Copy out every line of the listing below that contains the word "face". Case matters, so a capitalized form does not count as a match.

THE INPUT =
=-=-=-=-=
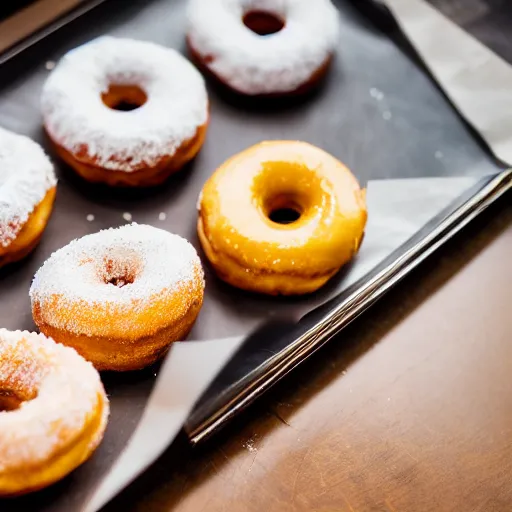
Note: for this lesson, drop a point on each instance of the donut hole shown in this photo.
=-=-=-=-=
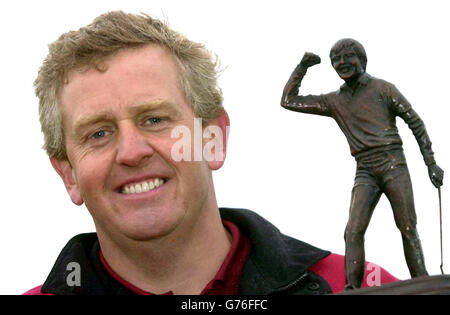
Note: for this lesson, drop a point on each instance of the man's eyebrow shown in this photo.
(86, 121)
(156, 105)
=-=-=-=-=
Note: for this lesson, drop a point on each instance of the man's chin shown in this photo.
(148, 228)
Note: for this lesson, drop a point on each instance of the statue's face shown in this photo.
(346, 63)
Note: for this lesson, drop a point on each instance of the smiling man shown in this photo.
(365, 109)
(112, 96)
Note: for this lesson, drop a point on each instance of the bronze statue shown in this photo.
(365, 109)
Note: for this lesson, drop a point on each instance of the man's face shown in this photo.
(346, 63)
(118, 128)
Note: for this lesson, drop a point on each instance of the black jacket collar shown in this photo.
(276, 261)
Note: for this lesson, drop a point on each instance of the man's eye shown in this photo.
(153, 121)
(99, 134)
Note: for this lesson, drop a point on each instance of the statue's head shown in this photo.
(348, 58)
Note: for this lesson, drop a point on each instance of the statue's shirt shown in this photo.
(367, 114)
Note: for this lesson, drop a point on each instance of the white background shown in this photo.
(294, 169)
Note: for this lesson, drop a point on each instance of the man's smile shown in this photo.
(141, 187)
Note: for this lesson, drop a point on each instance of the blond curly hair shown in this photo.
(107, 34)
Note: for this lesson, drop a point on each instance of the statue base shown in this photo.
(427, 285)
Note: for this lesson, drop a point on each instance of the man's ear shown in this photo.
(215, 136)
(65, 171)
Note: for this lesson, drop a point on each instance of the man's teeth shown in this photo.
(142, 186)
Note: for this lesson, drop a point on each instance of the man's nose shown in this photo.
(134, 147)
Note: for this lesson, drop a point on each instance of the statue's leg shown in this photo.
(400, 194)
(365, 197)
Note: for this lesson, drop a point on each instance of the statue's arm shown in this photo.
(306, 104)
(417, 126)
=-=-=-=-=
EXPECTED ANSWER =
Note: for this lesson, drop a point on each instance of the statue's face shown in this photo.
Note: for this lesson, drop a point on each instance of the man's face shown in this photo.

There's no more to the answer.